[Collection entries]

• • • •

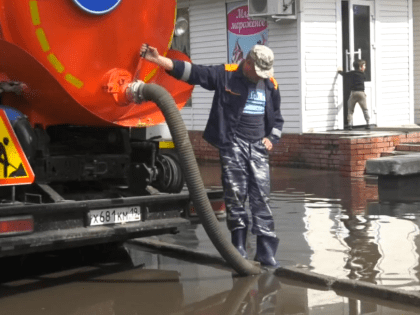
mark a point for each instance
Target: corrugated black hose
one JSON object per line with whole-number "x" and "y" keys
{"x": 165, "y": 102}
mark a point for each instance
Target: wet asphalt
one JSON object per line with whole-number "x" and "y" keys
{"x": 334, "y": 226}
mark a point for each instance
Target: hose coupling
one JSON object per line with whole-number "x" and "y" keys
{"x": 134, "y": 92}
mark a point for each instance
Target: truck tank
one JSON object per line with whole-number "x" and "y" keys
{"x": 69, "y": 63}
{"x": 76, "y": 55}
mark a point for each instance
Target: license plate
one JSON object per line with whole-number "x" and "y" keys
{"x": 113, "y": 216}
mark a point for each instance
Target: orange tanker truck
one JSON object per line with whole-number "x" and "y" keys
{"x": 75, "y": 166}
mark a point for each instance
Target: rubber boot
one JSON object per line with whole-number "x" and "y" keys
{"x": 266, "y": 251}
{"x": 239, "y": 241}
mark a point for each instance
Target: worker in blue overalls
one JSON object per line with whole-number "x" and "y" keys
{"x": 244, "y": 123}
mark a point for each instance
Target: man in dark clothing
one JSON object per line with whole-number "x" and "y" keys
{"x": 357, "y": 95}
{"x": 244, "y": 123}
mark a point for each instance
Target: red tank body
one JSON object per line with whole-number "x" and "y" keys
{"x": 74, "y": 62}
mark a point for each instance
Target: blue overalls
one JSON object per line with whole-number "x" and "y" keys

• • • •

Exercise brief:
All lines above that contain the word "hose" are to be copied.

Written answer:
Target: corrugated black hose
Target: hose coupling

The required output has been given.